Reproduce the data exactly and drop any pictures it holds.
----- Supplied material
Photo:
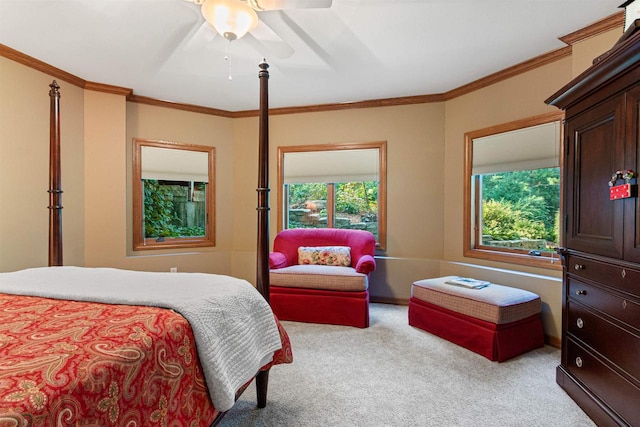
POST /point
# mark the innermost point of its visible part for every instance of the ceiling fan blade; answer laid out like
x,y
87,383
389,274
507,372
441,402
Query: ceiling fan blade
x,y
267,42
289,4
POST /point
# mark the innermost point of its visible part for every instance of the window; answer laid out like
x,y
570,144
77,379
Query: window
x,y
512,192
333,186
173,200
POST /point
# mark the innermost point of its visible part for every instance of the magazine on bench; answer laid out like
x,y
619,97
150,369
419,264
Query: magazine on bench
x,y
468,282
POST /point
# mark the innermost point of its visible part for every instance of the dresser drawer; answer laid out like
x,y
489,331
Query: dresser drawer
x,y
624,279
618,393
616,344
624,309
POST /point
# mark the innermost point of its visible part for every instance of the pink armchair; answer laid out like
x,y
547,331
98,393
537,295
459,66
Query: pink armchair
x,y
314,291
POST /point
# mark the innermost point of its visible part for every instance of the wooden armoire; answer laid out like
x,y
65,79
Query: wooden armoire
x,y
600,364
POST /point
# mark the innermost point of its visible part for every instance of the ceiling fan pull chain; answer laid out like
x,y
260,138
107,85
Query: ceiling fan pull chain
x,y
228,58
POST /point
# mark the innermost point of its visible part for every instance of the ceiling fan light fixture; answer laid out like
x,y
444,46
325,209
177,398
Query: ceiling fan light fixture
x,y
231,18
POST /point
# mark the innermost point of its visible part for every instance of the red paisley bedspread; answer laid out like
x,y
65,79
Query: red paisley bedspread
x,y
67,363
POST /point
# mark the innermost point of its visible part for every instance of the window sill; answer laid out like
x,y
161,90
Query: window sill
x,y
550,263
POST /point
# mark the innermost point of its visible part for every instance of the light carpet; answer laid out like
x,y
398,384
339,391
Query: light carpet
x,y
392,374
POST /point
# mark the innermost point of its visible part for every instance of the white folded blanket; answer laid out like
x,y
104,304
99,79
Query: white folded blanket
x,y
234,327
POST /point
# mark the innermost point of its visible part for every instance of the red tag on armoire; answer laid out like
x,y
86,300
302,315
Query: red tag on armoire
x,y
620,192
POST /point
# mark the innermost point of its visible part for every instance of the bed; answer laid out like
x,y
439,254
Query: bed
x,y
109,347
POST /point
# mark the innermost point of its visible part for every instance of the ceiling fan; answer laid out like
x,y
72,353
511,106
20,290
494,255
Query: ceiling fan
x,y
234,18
----------
Exercise answer –
Photo:
POST /point
# mark the innermost point of its visible part for every instance of the ceiling fan blade; answer laid out like
x,y
87,383
389,274
507,372
441,402
Query: ceiling fan blade
x,y
267,42
289,4
POST /point
# mark the innermost point of its visible part for every instance of the window; answer laid out like
x,y
570,144
77,379
Query: window
x,y
512,192
333,186
173,200
POST /point
# mark the innermost point of its visible part for every instance of the magazine on bench; answer laid out like
x,y
619,97
150,369
419,264
Query: magazine on bench
x,y
468,282
POST /point
# mark the innermost point of its visible part for every instance of the dresser drawer; answer laid out like
x,y
489,331
Query: dresser drawer
x,y
624,279
618,393
616,344
624,309
POST /point
# mark the innermost point of its visible part for every instance of the pink armchair; answer laid out like
x,y
547,331
98,393
537,295
459,66
Query: pink armchair
x,y
314,291
POST /point
# mark the innermost point of its visible part for every instance of the wooden armoire; answer laid out like
x,y
65,79
Query: wooden armoire
x,y
600,364
POST /point
# mark the innermost point of its visible part for every instance of the ceiling fan pull chain; answer laid out like
x,y
260,138
107,85
Query: ceiling fan pull chain
x,y
228,58
POST /point
# mark the innermost point of its visible part for every instance of the ceiling fan light fixture; answer laid out like
x,y
444,46
325,209
177,398
Query: ceiling fan light fixture
x,y
231,18
POST /point
# mark the innermost point of its visible part for every instance of the red paisley bedspread; answer laid out like
x,y
65,79
Query: red paisley bedspread
x,y
67,363
POST /point
# mark the innermost point of its visible part for every instance of the window sill; answer laid out like
x,y
161,90
Query: window sill
x,y
550,263
POST /point
# mark the innermost point of its visible part for every instance of the light carpet; answer laid out like
x,y
398,384
339,391
Query: light carpet
x,y
392,374
POST /point
# mark the innermost point of its visible part for every instance of the white folded blanket; answer laid out like
x,y
104,304
99,79
Query: white folded blanket
x,y
234,327
POST /point
# mark the innermost point of its visible part for every instance of the red tag on armoire; answer laid out like
x,y
86,300
302,315
Query: red tag on armoire
x,y
620,192
POST /point
# mark the innermost point of its visible part for every instance of the bed; answer laid out like
x,y
439,254
Query: bed
x,y
109,347
POST /point
# mark the innermost point of its visible part for every instance of the ceiling fan; answer laid out like
x,y
72,353
511,106
20,290
494,255
Query: ceiling fan
x,y
234,18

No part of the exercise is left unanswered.